▶
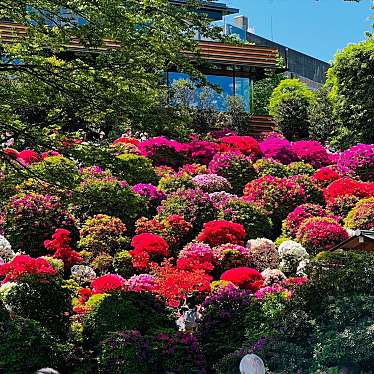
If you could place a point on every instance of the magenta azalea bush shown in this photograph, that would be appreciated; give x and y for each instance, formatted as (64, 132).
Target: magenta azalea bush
(358, 160)
(179, 273)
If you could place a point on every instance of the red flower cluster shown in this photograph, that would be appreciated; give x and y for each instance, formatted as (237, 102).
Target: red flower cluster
(175, 284)
(325, 176)
(243, 277)
(221, 232)
(312, 152)
(107, 283)
(24, 265)
(300, 214)
(61, 246)
(348, 186)
(245, 144)
(148, 247)
(321, 234)
(278, 196)
(126, 140)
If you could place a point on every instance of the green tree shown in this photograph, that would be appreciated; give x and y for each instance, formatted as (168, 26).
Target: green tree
(352, 91)
(262, 90)
(322, 124)
(289, 104)
(113, 78)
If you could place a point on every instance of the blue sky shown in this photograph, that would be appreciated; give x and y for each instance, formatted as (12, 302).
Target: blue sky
(318, 28)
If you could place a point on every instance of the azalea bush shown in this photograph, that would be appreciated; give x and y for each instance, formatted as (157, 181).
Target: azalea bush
(32, 218)
(235, 167)
(321, 233)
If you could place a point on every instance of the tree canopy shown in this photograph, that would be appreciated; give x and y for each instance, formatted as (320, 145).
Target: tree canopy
(45, 83)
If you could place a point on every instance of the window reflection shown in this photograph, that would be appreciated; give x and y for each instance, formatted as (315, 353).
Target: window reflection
(203, 97)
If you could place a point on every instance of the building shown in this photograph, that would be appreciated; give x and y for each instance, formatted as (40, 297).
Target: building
(308, 69)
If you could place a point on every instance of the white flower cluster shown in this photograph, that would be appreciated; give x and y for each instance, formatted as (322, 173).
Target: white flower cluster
(291, 254)
(264, 253)
(6, 252)
(83, 274)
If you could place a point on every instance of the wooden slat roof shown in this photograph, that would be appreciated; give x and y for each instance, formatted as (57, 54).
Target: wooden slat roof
(213, 52)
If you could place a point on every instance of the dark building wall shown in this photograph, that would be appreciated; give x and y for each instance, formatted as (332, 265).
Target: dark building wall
(298, 64)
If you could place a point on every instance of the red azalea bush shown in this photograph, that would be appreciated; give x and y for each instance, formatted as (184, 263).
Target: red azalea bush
(148, 247)
(358, 160)
(243, 277)
(278, 148)
(107, 283)
(361, 217)
(221, 232)
(175, 284)
(325, 176)
(293, 221)
(312, 152)
(201, 151)
(24, 265)
(278, 196)
(28, 156)
(245, 144)
(163, 151)
(321, 234)
(61, 246)
(348, 186)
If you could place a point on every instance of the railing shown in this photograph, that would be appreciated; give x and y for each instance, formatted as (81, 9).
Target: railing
(261, 124)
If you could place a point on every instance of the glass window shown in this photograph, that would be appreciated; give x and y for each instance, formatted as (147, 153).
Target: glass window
(208, 97)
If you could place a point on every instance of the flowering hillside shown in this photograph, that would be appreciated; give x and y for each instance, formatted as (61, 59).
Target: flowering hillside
(157, 256)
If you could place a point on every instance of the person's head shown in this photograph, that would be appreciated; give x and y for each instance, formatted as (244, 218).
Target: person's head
(46, 371)
(251, 364)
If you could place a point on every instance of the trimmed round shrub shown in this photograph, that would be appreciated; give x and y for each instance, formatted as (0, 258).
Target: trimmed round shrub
◀
STATED TASK> Word for word, quote the lines above. Omit the pictures.

TASK RESULT>
If you could place a point on every instance of the magenta azalea bush shown in this photograph, that would be appreciated; give x and y for each instance, formatted as (64, 132).
Target: magenta azalea bush
(358, 160)
(179, 273)
If you could place a point on every instance of the red flower cluster shown in this photograph, that would be appreciated; give x and y for each instance, formatted as (237, 102).
Target: red flower cluster
(175, 284)
(325, 176)
(243, 277)
(221, 232)
(312, 152)
(107, 283)
(24, 265)
(300, 214)
(61, 246)
(348, 186)
(245, 144)
(148, 247)
(321, 234)
(278, 196)
(126, 140)
If you could place a point on every instance of the green tree shown in this photograph, that would be appreciated; give x and y for each instance, formatted as (168, 26).
Target: green tree
(352, 91)
(262, 90)
(322, 124)
(289, 104)
(113, 78)
If you could place a point on every instance of the blue sky shown in this photograph, that would be appreciated; give x and y for each instance, formatted as (12, 302).
Target: blue sky
(318, 28)
If you could place a point on every instance of the azalea bush shown in this photograph, that would be appreciated; give x and y for each instance, formatted as (157, 181).
Target: azalea bush
(32, 218)
(235, 167)
(321, 233)
If you could place a point on every instance of the tree canopy shown in this photograph, that would be appreciated; give x and y for each instance, formatted as (320, 145).
Target: tree canopy
(45, 83)
If you could place a point on every instance of the window reflection shown in this photograph, that would be appreciated; give x and y for each instance, formatted as (315, 353).
Target: window reflection
(203, 97)
If you could place a point on every instance of the building shown in this photograph, that would be appreciated; give x and y for each instance, formatted as (40, 297).
Target: building
(308, 69)
If you could place a point on every instance of the white flower cluster shown in this photograph, that would be appreciated; give x and y for each instance, formatted as (322, 173).
Target: white flower cluster
(291, 254)
(264, 253)
(6, 252)
(83, 274)
If you could place a point on every instance of the wooden slat roof shown in this photograph, that would be appreciated; give x and y for each instance, formatted as (57, 54).
Target: wooden slat roof
(213, 52)
If you could place a point on every instance of the dark building wall shown in this photograph, that would be appreciated; give x and y for each instance, formatted as (332, 265).
Target: dark building wall
(298, 64)
If you could place a point on every instance of the red azalea bush shown in this photograph, that would be appreciated; give x and y for each instance, formatted as (184, 263).
Target: red azalea bush
(148, 247)
(358, 160)
(243, 277)
(278, 148)
(107, 283)
(361, 217)
(221, 232)
(175, 284)
(325, 176)
(293, 221)
(312, 152)
(201, 151)
(24, 265)
(278, 196)
(28, 156)
(245, 144)
(163, 151)
(321, 234)
(61, 246)
(348, 186)
If you could place a point on every instance of the railing shown in this photograph, that would be appreciated; give x and y for each instance, formatted as (81, 9).
Target: railing
(261, 124)
If you could place a point on every instance of the glass window shown in this photograph, that would be appreciated; give x and y for each instance, formatted as (147, 153).
Target: glass window
(208, 97)
If you could place a point on every instance of the flowering hillside shown in this photograph, that would be appreciated; give x and y for each instance, formatted as (61, 59).
Target: flowering hillside
(157, 256)
If you could place a point on every instance of the person's head shown in this photograph, that would be appreciated; give x and y for each instance, formatted as (244, 218).
Target: person's head
(46, 371)
(251, 364)
If you could place a point on every instance of the trimmed round shrub shown in this photograph, that would be appreciated; give x and y for each instance, formatted as (0, 258).
Target: trimmed round shrub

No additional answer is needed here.